WRITTEN TASK =>
Print only the line with "sample: [330, 244]." and the lines after it, ending with the last line of the material, each exactly as it stands.

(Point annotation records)
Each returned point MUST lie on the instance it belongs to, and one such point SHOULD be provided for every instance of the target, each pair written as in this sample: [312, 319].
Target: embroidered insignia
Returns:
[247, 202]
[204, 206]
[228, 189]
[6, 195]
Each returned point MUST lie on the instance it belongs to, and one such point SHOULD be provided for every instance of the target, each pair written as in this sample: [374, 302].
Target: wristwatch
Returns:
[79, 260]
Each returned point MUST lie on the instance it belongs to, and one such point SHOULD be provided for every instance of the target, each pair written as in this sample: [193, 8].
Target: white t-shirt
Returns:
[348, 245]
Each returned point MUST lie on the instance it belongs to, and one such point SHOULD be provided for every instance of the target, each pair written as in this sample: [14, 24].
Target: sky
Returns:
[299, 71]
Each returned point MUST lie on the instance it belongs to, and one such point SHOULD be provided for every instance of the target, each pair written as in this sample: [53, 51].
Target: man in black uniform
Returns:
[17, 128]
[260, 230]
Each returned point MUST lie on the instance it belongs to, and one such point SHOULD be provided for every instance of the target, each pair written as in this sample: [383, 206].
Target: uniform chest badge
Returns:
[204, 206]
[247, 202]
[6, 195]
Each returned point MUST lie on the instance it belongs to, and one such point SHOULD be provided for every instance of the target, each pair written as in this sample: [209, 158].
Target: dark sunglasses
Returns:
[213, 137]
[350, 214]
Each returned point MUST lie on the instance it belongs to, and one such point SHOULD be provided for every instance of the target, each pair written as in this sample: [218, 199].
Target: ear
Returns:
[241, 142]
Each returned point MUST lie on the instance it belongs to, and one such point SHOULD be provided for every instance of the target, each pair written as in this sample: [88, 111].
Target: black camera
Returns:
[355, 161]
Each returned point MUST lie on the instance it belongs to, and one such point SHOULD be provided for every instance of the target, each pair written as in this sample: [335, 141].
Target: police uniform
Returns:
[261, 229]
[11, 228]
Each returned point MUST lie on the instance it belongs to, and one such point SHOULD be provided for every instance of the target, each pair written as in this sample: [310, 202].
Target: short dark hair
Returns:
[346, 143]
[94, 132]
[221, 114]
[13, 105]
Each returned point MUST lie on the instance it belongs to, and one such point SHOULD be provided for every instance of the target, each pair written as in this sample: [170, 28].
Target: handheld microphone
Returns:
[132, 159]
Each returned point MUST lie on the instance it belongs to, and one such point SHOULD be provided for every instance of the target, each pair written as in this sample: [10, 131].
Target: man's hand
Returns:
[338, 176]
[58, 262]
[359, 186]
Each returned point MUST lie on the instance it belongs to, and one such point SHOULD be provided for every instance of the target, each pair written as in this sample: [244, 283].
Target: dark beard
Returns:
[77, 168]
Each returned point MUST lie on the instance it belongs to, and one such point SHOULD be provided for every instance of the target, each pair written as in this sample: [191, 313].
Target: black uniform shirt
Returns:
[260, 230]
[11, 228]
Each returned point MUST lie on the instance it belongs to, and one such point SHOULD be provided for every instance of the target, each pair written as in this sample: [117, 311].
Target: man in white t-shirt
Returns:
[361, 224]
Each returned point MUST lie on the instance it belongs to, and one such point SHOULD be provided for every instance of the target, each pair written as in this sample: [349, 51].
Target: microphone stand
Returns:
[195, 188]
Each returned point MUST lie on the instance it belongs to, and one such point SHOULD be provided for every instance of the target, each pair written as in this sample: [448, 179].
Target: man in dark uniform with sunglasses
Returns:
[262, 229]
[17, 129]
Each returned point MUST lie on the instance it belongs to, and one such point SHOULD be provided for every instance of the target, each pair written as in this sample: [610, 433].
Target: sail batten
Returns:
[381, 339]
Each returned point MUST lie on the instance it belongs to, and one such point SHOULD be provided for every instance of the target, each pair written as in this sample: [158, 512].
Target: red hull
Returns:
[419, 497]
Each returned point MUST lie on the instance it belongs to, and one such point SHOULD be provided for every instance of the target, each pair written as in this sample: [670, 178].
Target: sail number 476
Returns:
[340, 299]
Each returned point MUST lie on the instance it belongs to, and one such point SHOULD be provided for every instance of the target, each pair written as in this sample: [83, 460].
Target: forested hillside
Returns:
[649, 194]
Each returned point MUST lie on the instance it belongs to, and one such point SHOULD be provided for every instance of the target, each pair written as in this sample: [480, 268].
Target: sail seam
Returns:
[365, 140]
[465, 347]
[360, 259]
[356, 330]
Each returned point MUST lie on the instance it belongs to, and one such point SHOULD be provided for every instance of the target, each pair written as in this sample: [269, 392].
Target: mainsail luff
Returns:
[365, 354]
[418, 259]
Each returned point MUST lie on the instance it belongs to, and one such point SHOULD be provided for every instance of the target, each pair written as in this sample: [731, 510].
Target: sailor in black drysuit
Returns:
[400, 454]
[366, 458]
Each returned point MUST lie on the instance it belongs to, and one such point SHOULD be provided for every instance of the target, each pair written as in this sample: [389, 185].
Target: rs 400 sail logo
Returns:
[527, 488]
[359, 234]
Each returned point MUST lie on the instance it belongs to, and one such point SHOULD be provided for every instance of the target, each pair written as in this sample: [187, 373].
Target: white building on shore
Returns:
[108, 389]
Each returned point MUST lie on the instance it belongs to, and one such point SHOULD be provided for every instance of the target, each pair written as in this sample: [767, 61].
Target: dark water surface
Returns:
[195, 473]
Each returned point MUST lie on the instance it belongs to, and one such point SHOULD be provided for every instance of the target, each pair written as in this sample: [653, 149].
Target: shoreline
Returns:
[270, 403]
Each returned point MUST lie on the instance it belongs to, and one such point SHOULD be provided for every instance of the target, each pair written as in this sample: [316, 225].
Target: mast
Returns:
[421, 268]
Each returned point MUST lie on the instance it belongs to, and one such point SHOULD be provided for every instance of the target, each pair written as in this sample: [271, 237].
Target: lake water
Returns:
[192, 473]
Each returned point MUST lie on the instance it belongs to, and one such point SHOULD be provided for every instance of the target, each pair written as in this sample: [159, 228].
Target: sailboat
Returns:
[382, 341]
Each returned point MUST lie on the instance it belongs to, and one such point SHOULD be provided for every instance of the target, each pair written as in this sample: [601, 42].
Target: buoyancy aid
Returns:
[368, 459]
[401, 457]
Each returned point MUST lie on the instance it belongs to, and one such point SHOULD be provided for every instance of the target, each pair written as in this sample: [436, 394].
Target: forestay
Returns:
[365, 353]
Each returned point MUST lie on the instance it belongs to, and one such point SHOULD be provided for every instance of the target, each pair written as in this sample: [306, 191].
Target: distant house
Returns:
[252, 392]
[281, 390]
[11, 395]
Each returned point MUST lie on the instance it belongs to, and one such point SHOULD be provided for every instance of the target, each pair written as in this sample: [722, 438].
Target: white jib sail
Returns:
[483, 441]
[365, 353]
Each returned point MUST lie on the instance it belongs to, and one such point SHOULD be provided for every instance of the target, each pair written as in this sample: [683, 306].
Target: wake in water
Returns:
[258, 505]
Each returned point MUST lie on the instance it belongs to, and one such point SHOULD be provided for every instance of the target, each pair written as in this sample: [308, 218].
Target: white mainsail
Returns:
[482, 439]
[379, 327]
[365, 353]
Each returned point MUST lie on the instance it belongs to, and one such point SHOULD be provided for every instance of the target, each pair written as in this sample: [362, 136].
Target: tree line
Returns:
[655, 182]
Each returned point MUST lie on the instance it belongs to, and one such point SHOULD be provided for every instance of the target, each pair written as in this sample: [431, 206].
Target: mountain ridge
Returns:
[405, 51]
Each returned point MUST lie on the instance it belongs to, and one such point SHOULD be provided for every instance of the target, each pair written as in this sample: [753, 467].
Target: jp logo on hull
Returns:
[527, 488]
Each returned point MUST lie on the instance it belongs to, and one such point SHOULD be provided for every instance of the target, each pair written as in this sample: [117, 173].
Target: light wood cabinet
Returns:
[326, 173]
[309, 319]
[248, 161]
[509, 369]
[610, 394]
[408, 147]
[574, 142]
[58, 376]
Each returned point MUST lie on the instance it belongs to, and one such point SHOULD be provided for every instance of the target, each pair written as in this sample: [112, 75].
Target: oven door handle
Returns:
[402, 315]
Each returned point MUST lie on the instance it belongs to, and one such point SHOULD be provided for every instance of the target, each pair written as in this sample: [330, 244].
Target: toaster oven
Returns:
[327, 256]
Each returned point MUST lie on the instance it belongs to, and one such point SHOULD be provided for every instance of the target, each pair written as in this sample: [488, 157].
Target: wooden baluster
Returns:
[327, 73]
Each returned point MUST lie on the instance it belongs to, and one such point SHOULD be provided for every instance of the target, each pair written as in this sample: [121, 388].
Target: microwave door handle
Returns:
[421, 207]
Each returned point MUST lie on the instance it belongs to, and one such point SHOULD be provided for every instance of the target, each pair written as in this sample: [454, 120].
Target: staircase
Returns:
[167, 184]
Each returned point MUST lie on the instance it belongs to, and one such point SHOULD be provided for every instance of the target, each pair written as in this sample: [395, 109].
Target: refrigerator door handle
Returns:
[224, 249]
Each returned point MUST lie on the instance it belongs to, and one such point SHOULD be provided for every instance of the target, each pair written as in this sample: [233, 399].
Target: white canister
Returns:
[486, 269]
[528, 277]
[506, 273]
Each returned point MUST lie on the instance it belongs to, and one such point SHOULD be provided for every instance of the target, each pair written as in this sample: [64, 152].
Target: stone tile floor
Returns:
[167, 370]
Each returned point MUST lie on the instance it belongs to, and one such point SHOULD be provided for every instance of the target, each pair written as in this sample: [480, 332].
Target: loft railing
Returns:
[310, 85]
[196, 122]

TASK OUTPUT =>
Each returned point MUST lie on the instance it belongs to, and one such point SHOULD be provided for every instance of the target, each pair written as in this sample: [330, 244].
Target: toaster oven
Returns:
[327, 256]
Each returned point MUST lie on the instance it belongs to, and one such point SHOULD be provided for every instance of the target, each pair written as in this sample: [488, 157].
Target: wooden baluster
Returns:
[327, 73]
Each returned point MUST lie on the instance it belongs to, and one such point SHOULD be provided for every instance of the target, each pair written as in this sample: [121, 388].
Target: microwave door handle
Returns:
[421, 207]
Each returned point MUST lie on the instance it belongs to, and one such point SHOULD be provided for every instance of the target, each pair written as in this sample: [454, 120].
Target: staircase
Returns:
[167, 184]
Each returned point MUST lie on the instance it belongs to, and one such point SHOULD be provided for every instance of the target, each pair written as in this sample: [395, 109].
Target: refrigerator door handle
Returns:
[224, 249]
Each returned point MUST lie on the instance it belongs to, and one such point SHOULD be provided for every instance of the target, each pair written as in this sample: [233, 399].
Target: white canister
Returns:
[486, 269]
[528, 277]
[506, 273]
Each returned point MUST lie on the instance it belongs to, and one such point SHOULD be provided for every instance of the target, each pair written as in this sample: [64, 152].
Target: stone tile floor
Returns:
[167, 370]
Each returned point MUST lie on the instance it belongs to, and one such point SHOULD be provided for every instance of the target, each pair written as in this sample: [480, 332].
Target: loft railing
Returns:
[310, 85]
[196, 122]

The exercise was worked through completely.